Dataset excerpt
━━━━━━━━━━

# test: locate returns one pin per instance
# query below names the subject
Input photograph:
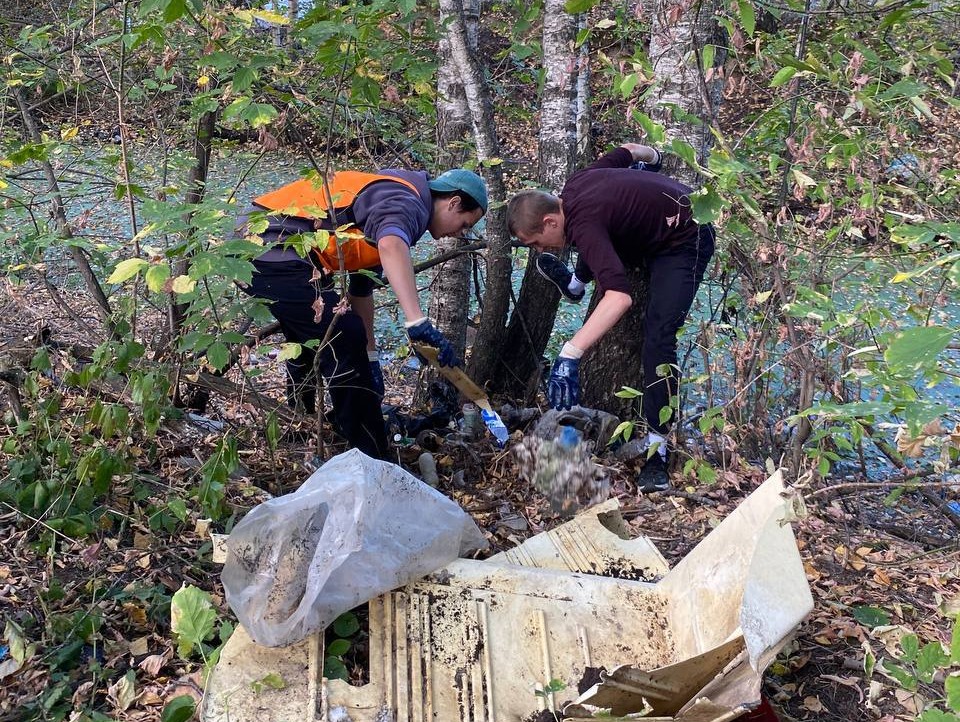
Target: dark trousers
(342, 359)
(675, 276)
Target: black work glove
(377, 374)
(563, 388)
(654, 167)
(424, 332)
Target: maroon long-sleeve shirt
(617, 216)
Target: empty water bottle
(570, 436)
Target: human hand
(423, 331)
(563, 388)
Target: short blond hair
(526, 210)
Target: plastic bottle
(471, 421)
(570, 436)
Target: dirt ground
(860, 554)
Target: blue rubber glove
(563, 388)
(377, 374)
(654, 167)
(424, 332)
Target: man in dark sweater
(391, 211)
(617, 217)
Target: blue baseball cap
(461, 179)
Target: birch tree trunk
(496, 300)
(450, 281)
(532, 320)
(614, 361)
(680, 32)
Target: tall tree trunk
(584, 114)
(59, 214)
(533, 318)
(490, 337)
(614, 361)
(450, 284)
(680, 32)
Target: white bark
(584, 116)
(558, 132)
(497, 295)
(450, 300)
(679, 31)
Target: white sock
(660, 441)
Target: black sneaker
(653, 476)
(555, 271)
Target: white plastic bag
(356, 529)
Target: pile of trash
(580, 622)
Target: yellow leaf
(183, 284)
(803, 179)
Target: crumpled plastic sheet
(356, 529)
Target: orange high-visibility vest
(307, 198)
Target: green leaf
(218, 355)
(709, 55)
(628, 83)
(271, 681)
(917, 348)
(157, 276)
(783, 76)
(955, 642)
(179, 709)
(289, 351)
(346, 625)
(906, 679)
(748, 17)
(573, 7)
(179, 508)
(624, 429)
(707, 204)
(931, 658)
(127, 269)
(952, 687)
(174, 10)
(192, 618)
(910, 646)
(333, 668)
(935, 715)
(906, 88)
(871, 616)
(243, 79)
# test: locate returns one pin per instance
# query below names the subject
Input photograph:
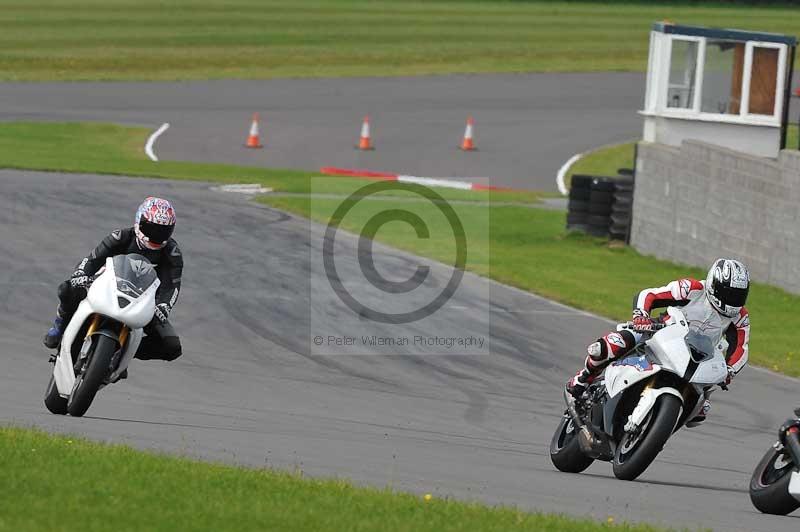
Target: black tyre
(599, 220)
(600, 231)
(581, 181)
(769, 485)
(621, 198)
(635, 454)
(565, 453)
(601, 197)
(603, 184)
(578, 206)
(87, 384)
(600, 208)
(52, 400)
(579, 194)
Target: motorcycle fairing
(628, 371)
(794, 485)
(103, 298)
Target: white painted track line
(148, 147)
(562, 172)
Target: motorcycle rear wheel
(52, 400)
(769, 486)
(630, 462)
(87, 384)
(565, 453)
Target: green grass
(603, 161)
(606, 160)
(522, 246)
(118, 150)
(65, 483)
(204, 39)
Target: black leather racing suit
(161, 342)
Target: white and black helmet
(727, 286)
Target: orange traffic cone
(467, 144)
(253, 140)
(365, 142)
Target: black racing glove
(642, 322)
(81, 281)
(162, 313)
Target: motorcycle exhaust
(586, 438)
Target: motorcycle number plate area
(794, 485)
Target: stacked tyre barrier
(600, 206)
(622, 209)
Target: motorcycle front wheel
(636, 452)
(565, 453)
(88, 382)
(52, 400)
(769, 485)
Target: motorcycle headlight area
(129, 289)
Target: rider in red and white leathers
(714, 308)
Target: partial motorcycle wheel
(565, 453)
(87, 384)
(769, 485)
(52, 400)
(635, 453)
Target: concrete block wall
(698, 202)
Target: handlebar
(653, 327)
(83, 281)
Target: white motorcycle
(103, 334)
(775, 484)
(627, 416)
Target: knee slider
(597, 350)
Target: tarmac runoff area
(526, 125)
(252, 388)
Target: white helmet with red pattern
(727, 286)
(154, 223)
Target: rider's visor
(734, 297)
(155, 233)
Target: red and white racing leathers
(702, 317)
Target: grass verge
(169, 493)
(606, 160)
(522, 246)
(118, 150)
(201, 39)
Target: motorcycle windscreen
(135, 274)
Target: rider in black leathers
(150, 237)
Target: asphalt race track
(527, 125)
(251, 390)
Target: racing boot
(53, 337)
(701, 416)
(578, 384)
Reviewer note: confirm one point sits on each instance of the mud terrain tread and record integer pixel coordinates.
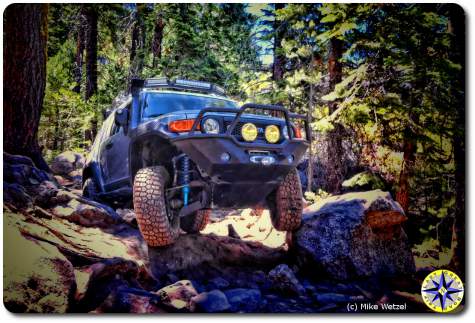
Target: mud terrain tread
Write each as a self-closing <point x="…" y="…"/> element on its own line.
<point x="287" y="214"/>
<point x="150" y="207"/>
<point x="196" y="222"/>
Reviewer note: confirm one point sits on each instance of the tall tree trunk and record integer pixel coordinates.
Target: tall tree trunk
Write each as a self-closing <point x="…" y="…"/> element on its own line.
<point x="90" y="16"/>
<point x="334" y="138"/>
<point x="409" y="157"/>
<point x="24" y="78"/>
<point x="157" y="39"/>
<point x="80" y="42"/>
<point x="457" y="28"/>
<point x="137" y="54"/>
<point x="279" y="58"/>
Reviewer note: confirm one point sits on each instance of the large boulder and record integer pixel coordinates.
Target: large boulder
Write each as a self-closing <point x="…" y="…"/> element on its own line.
<point x="22" y="171"/>
<point x="178" y="296"/>
<point x="199" y="256"/>
<point x="364" y="181"/>
<point x="354" y="235"/>
<point x="37" y="277"/>
<point x="67" y="162"/>
<point x="285" y="281"/>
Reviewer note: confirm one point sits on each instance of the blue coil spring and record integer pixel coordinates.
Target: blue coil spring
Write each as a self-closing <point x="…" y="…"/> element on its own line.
<point x="185" y="178"/>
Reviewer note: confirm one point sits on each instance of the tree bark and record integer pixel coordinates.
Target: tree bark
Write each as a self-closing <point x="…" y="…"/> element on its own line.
<point x="409" y="151"/>
<point x="335" y="153"/>
<point x="137" y="54"/>
<point x="157" y="39"/>
<point x="24" y="72"/>
<point x="457" y="28"/>
<point x="279" y="58"/>
<point x="90" y="16"/>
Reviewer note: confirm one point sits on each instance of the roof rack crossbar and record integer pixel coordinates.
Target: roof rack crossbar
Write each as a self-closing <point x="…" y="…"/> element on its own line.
<point x="183" y="84"/>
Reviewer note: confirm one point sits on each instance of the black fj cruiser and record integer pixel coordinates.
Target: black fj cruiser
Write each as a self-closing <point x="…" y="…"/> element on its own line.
<point x="181" y="148"/>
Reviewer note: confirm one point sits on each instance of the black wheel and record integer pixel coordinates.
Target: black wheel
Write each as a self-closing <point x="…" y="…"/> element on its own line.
<point x="194" y="223"/>
<point x="89" y="189"/>
<point x="287" y="208"/>
<point x="150" y="207"/>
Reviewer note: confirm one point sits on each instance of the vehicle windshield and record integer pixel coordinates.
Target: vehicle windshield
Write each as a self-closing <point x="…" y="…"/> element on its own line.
<point x="156" y="104"/>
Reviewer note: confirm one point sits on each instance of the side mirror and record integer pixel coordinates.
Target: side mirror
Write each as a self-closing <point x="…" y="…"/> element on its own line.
<point x="121" y="119"/>
<point x="107" y="113"/>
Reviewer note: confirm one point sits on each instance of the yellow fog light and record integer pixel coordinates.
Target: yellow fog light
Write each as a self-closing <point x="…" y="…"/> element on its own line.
<point x="249" y="132"/>
<point x="272" y="134"/>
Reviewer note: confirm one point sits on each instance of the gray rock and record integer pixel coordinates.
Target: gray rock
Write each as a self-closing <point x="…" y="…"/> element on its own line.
<point x="332" y="298"/>
<point x="354" y="235"/>
<point x="214" y="301"/>
<point x="38" y="278"/>
<point x="15" y="194"/>
<point x="243" y="300"/>
<point x="67" y="162"/>
<point x="218" y="283"/>
<point x="284" y="280"/>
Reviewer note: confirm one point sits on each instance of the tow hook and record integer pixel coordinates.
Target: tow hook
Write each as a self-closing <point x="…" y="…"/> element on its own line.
<point x="265" y="160"/>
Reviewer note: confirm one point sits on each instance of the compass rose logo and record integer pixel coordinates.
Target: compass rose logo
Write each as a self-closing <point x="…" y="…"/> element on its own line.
<point x="442" y="291"/>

━━━━━━━━━━

Copy out the records above in full, exactly as written, but not the pictures.

Exercise result -
# test: locate returns one pin per instance
# query below names the subject
Input photograph:
Target: dark trousers
(342, 359)
(675, 276)
Target: black work glove
(377, 374)
(563, 388)
(654, 167)
(424, 332)
Target: maroon long-sleeve shirt
(617, 216)
Target: empty water bottle
(570, 436)
Target: human hand
(423, 331)
(563, 388)
Target: short blond hair
(526, 210)
Target: plastic bottle
(471, 421)
(570, 436)
Target: dirt ground
(860, 554)
Target: blue rubber glove
(563, 388)
(377, 374)
(654, 167)
(424, 332)
Target: man in dark sweater
(391, 211)
(617, 217)
Target: blue baseball cap
(461, 179)
Target: birch tree trunk
(496, 300)
(450, 281)
(532, 320)
(614, 361)
(680, 32)
Target: tall tree trunk
(584, 114)
(59, 214)
(533, 318)
(490, 337)
(614, 361)
(450, 284)
(680, 32)
Target: white bark
(584, 116)
(558, 132)
(497, 295)
(450, 300)
(679, 31)
Target: white sock
(660, 441)
Target: black sneaker
(653, 476)
(555, 271)
Target: white plastic bag
(356, 529)
Target: pile of trash
(580, 622)
Target: yellow leaf
(183, 284)
(803, 179)
Target: crumpled plastic sheet
(356, 529)
Target: orange high-visibility vest
(307, 198)
Target: green leaf
(218, 355)
(709, 55)
(628, 83)
(271, 681)
(917, 348)
(157, 276)
(783, 76)
(955, 642)
(179, 709)
(289, 351)
(346, 625)
(906, 679)
(748, 17)
(573, 7)
(179, 508)
(624, 429)
(707, 204)
(931, 658)
(127, 269)
(952, 687)
(174, 10)
(192, 618)
(910, 646)
(333, 668)
(935, 715)
(906, 88)
(871, 616)
(243, 79)
# test: locate returns one pin per instance
# query below names the subject
Input photograph:
Target: black tyre
(599, 220)
(600, 231)
(581, 181)
(769, 485)
(621, 198)
(635, 454)
(565, 453)
(601, 197)
(603, 184)
(578, 206)
(87, 384)
(600, 208)
(52, 400)
(579, 194)
Target: motorcycle fairing
(628, 371)
(794, 485)
(103, 298)
Target: white painted track line
(148, 147)
(562, 172)
Target: motorcycle rear wheel
(52, 400)
(769, 486)
(630, 462)
(87, 384)
(565, 453)
Target: green grass
(603, 161)
(606, 160)
(522, 246)
(118, 150)
(65, 483)
(204, 39)
Target: black leather racing suit
(161, 342)
Target: white and black helmet
(727, 286)
Target: orange traffic cone
(467, 144)
(253, 140)
(365, 142)
Target: black racing glove
(642, 322)
(81, 281)
(162, 313)
Target: motorcycle exhaust
(586, 438)
Target: motorcycle number plate area
(794, 485)
Target: stacked tyre barrier
(600, 206)
(622, 209)
Target: motorcycle front wheel
(636, 452)
(565, 453)
(88, 382)
(52, 400)
(769, 485)
Target: motorcycle headlight area
(129, 289)
Target: rider in red and white leathers
(714, 308)
Target: partial motorcycle wheel
(565, 453)
(87, 384)
(769, 485)
(52, 400)
(635, 453)
Target: concrete block wall
(698, 202)
Target: handlebar
(653, 327)
(83, 281)
Target: white motorcycle
(103, 334)
(775, 484)
(627, 416)
Target: knee slider
(597, 350)
Target: tarmac runoff area
(526, 125)
(252, 388)
Target: white helmet with red pattern
(727, 286)
(154, 223)
Target: rider's visor
(734, 297)
(155, 233)
Target: red and white racing leathers
(702, 317)
Target: grass verge
(169, 493)
(606, 160)
(522, 246)
(118, 150)
(201, 39)
Target: motorcycle windscreen
(135, 274)
Target: rider in black leathers
(150, 237)
Target: asphalt race track
(527, 125)
(251, 390)
Target: racing boot
(53, 337)
(701, 416)
(578, 384)
Reviewer note: confirm one point sits on each instance of the mud terrain tread and record integer pixel coordinates.
Target: mud terrain tread
Write each as a self-closing <point x="…" y="…"/> element on its own line.
<point x="287" y="214"/>
<point x="150" y="207"/>
<point x="196" y="222"/>
Reviewer note: confirm one point sits on each instance of the tall tree trunk and record integer pixel coordinates.
Target: tall tree trunk
Write each as a self-closing <point x="…" y="…"/> element on its own line.
<point x="90" y="16"/>
<point x="334" y="138"/>
<point x="409" y="157"/>
<point x="24" y="78"/>
<point x="157" y="39"/>
<point x="80" y="42"/>
<point x="457" y="28"/>
<point x="137" y="54"/>
<point x="279" y="58"/>
Reviewer note: confirm one point sits on each instance of the large boulder and record integer pixel coordinates.
Target: large boulder
Write each as a self-closing <point x="…" y="…"/> element on its own line.
<point x="22" y="171"/>
<point x="178" y="296"/>
<point x="199" y="256"/>
<point x="364" y="181"/>
<point x="354" y="235"/>
<point x="37" y="277"/>
<point x="67" y="162"/>
<point x="285" y="281"/>
Reviewer note: confirm one point sits on each instance of the blue coil spring and record integer pixel coordinates.
Target: blue coil spring
Write each as a self-closing <point x="…" y="…"/> element on its own line.
<point x="185" y="178"/>
Reviewer note: confirm one point sits on each instance of the tree bark and record integer pixel coordinates.
Target: tree bark
Write each as a self-closing <point x="…" y="…"/> element on its own line.
<point x="409" y="151"/>
<point x="335" y="153"/>
<point x="137" y="54"/>
<point x="157" y="39"/>
<point x="24" y="72"/>
<point x="457" y="28"/>
<point x="279" y="58"/>
<point x="90" y="16"/>
Reviewer note: confirm one point sits on each instance of the roof rack crossbar and record integer pixel coordinates.
Target: roof rack crossbar
Write each as a self-closing <point x="…" y="…"/> element on its own line.
<point x="183" y="84"/>
Reviewer note: confirm one point sits on each instance of the black fj cruiser and record integer pixel coordinates.
Target: black fj cruiser
Write each as a self-closing <point x="…" y="…"/> element on its own line.
<point x="181" y="148"/>
Reviewer note: confirm one point sits on each instance of the black wheel and record integer pixel coordinates.
Target: black wheel
Write each as a self-closing <point x="…" y="…"/> element on its own line.
<point x="194" y="223"/>
<point x="89" y="189"/>
<point x="287" y="208"/>
<point x="150" y="207"/>
Reviewer note: confirm one point sits on each instance of the vehicle windshield and record integer pixel coordinates.
Target: vehicle windshield
Write each as a self-closing <point x="…" y="…"/> element on its own line.
<point x="156" y="104"/>
Reviewer note: confirm one point sits on each instance of the side mirror and record integer pixel coordinates.
Target: side mirror
Write each as a self-closing <point x="…" y="…"/> element on its own line.
<point x="121" y="119"/>
<point x="107" y="113"/>
Reviewer note: confirm one point sits on each instance of the yellow fog light and record integer pixel coordinates.
Target: yellow fog light
Write each as a self-closing <point x="…" y="…"/> element on its own line.
<point x="249" y="132"/>
<point x="272" y="134"/>
Reviewer note: confirm one point sits on each instance of the gray rock and record integer pixel coordinates.
Target: gray rock
Write each as a self-closing <point x="…" y="…"/> element on its own line.
<point x="332" y="298"/>
<point x="354" y="235"/>
<point x="214" y="301"/>
<point x="38" y="278"/>
<point x="15" y="194"/>
<point x="243" y="300"/>
<point x="67" y="162"/>
<point x="218" y="283"/>
<point x="284" y="280"/>
Reviewer note: confirm one point sits on each instance of the tow hook and record integer pixel coordinates.
Target: tow hook
Write each as a self-closing <point x="…" y="…"/> element on its own line.
<point x="265" y="160"/>
Reviewer note: confirm one point sits on each instance of the compass rose logo and record integer pixel coordinates.
Target: compass rose logo
Write each as a self-closing <point x="…" y="…"/> element on its own line.
<point x="442" y="291"/>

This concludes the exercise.